■ **TASK REQUIREMENTS**: Locate the line that contains "Q: Point out each instance of the yellow". Copy it and every following line through the end of the records, exactly, and include nothing else.
***** PROVIDED MATERIAL *****
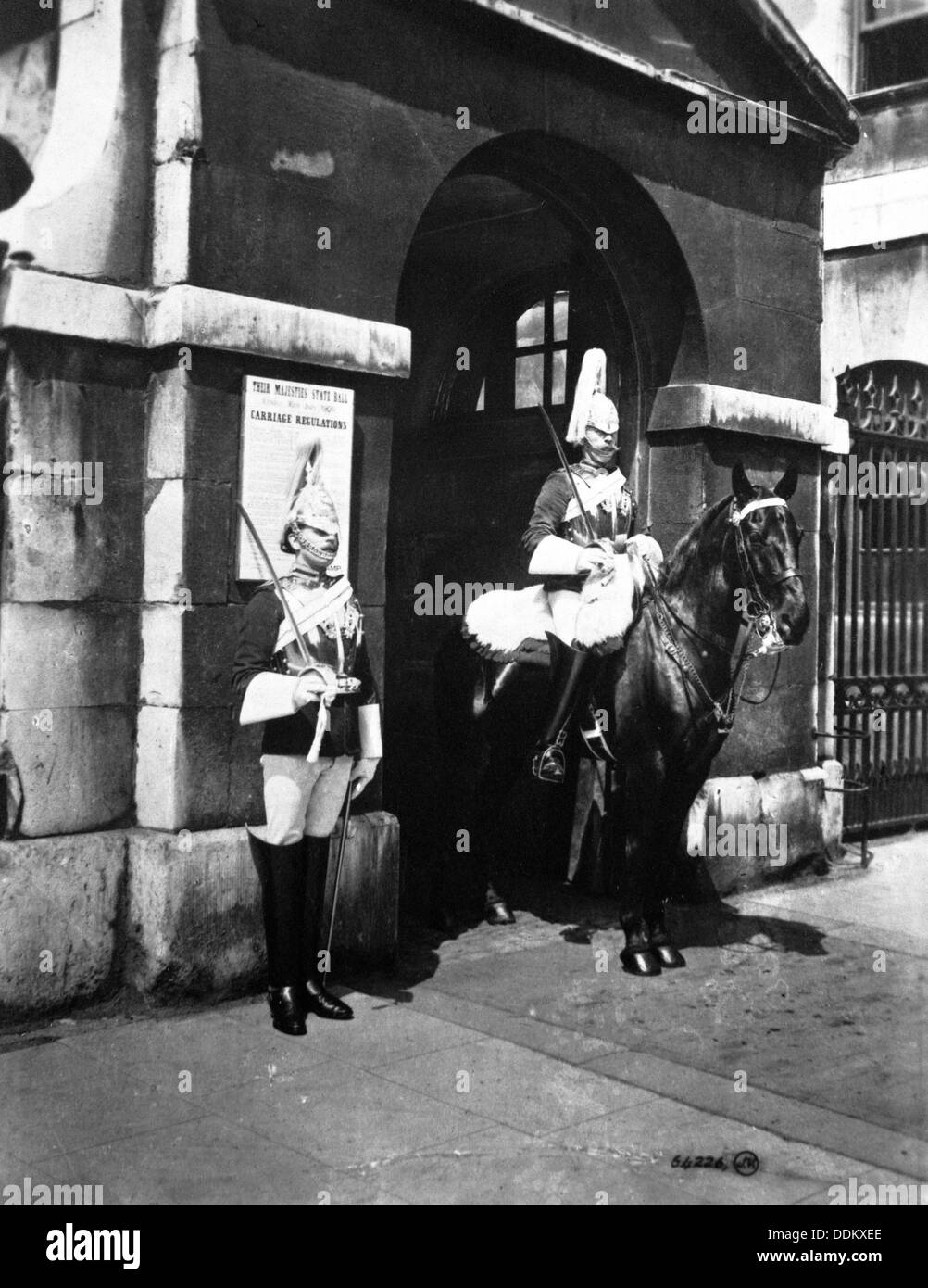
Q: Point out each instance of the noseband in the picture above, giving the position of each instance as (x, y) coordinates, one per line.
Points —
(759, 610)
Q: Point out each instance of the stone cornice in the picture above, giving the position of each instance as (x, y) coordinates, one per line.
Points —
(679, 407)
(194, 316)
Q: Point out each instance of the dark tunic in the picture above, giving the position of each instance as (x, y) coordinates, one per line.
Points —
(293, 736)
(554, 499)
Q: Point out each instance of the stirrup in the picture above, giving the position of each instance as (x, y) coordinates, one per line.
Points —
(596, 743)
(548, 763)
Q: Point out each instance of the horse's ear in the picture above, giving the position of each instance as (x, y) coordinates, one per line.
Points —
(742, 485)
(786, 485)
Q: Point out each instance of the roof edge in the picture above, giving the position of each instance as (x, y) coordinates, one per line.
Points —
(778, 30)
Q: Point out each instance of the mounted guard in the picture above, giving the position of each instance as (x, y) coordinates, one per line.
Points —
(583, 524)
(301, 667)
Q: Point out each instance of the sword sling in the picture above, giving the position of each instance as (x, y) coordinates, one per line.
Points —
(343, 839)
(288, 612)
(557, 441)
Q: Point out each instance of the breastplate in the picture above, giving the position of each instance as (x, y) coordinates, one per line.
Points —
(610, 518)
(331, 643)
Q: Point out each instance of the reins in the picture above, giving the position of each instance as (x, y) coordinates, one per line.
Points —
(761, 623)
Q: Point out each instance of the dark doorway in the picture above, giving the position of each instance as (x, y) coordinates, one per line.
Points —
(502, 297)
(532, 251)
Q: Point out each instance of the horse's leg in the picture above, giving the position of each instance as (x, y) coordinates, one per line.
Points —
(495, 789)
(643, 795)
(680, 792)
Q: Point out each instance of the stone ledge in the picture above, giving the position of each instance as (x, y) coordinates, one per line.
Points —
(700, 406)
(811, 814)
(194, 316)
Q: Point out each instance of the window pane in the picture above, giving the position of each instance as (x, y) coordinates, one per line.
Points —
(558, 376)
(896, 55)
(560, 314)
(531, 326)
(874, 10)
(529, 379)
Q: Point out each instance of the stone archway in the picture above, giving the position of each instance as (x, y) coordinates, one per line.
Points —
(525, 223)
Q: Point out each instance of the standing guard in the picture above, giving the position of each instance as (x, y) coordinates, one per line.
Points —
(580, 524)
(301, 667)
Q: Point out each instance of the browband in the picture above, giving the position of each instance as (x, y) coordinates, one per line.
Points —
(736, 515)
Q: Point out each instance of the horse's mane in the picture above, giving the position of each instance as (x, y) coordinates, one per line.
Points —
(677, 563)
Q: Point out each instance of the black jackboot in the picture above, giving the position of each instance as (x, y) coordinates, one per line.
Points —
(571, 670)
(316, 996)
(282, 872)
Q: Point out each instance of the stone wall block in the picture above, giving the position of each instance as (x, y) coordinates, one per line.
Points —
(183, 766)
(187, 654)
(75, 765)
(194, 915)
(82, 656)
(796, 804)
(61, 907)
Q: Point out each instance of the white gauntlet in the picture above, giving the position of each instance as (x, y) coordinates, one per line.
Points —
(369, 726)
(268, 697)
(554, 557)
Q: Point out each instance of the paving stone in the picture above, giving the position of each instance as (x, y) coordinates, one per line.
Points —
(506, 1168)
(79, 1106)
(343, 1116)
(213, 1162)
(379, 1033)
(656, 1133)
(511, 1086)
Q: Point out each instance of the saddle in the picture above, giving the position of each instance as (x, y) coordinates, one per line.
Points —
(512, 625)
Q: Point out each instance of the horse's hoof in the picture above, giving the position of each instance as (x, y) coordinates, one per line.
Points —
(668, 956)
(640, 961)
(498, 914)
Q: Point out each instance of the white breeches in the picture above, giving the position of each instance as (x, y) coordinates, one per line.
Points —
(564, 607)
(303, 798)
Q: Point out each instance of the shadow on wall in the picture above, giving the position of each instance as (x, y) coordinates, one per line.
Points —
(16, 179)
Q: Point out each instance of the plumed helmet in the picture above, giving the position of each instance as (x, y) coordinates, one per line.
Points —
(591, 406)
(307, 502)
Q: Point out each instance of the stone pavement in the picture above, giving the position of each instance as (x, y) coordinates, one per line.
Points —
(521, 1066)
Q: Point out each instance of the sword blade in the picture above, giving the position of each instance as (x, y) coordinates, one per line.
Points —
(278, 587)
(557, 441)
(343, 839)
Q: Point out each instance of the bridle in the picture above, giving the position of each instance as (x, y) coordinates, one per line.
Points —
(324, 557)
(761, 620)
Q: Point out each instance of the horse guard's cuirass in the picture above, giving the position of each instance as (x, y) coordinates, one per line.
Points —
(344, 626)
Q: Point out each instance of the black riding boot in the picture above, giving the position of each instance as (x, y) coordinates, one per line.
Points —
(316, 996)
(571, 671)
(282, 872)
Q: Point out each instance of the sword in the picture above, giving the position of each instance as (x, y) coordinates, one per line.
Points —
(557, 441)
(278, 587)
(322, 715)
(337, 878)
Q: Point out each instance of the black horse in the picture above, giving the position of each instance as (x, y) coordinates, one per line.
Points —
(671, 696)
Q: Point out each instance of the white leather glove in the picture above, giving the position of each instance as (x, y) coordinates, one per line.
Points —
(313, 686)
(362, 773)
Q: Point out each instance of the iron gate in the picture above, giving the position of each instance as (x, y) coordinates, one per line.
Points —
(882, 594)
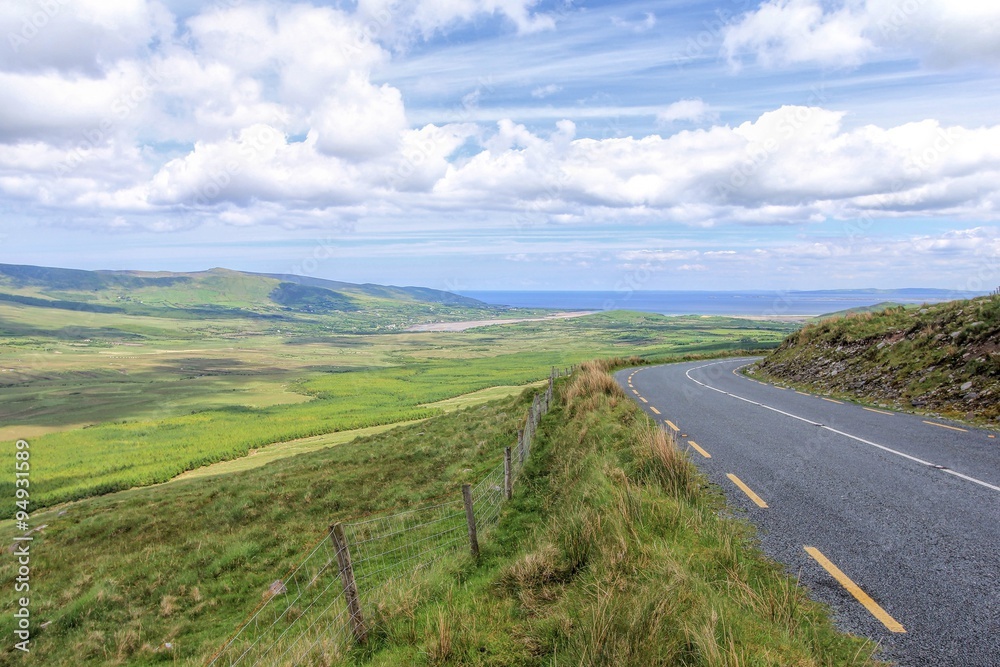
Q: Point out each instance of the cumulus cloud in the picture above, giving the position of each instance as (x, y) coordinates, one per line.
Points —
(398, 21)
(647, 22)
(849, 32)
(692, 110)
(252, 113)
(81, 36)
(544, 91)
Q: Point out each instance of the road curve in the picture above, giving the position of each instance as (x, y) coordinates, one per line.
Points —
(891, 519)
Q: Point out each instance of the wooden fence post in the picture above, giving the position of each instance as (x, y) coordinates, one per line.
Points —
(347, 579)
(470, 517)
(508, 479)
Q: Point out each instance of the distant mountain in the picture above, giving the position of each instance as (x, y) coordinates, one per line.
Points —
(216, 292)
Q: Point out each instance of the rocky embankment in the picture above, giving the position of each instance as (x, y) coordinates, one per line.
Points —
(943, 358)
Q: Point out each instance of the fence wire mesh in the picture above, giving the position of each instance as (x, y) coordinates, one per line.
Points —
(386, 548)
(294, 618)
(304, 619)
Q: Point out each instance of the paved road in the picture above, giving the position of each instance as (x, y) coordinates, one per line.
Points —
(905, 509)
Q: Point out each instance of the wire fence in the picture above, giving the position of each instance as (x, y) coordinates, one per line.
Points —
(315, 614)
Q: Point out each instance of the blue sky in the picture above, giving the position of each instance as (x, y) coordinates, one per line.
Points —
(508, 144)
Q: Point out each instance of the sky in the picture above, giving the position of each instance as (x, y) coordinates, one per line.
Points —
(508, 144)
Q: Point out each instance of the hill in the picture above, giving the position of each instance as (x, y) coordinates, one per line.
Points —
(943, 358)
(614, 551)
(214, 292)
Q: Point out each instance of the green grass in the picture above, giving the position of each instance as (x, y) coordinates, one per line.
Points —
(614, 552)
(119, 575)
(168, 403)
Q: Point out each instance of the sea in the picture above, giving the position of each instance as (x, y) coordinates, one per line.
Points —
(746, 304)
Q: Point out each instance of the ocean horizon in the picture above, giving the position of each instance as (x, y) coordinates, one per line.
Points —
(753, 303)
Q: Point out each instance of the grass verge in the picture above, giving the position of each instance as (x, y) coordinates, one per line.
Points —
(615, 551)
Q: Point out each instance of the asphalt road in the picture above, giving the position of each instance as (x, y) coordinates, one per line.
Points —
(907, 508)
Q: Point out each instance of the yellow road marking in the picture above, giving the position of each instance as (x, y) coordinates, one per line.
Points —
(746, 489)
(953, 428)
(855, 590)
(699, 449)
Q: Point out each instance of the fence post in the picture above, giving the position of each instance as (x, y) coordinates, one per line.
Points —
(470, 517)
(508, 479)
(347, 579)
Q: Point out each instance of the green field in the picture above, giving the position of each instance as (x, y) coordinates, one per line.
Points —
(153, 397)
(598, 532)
*****
■ **RESULT OF THE EXERCISE**:
Q: Point out each instance of the yellow road marking in the picture above, giving the position of each instance as (x, y) coordinates, one per line.
Points —
(746, 489)
(953, 428)
(855, 590)
(699, 449)
Q: Point out each instance of the fence post in the picture above, giving the position of each instance as (x, y) coordinates, one per line.
Points —
(470, 517)
(508, 479)
(347, 579)
Q: Point out each instance of the green field in the picture above, giving the position of each instance as (x, y) coordinates, one per line.
Points —
(153, 397)
(598, 532)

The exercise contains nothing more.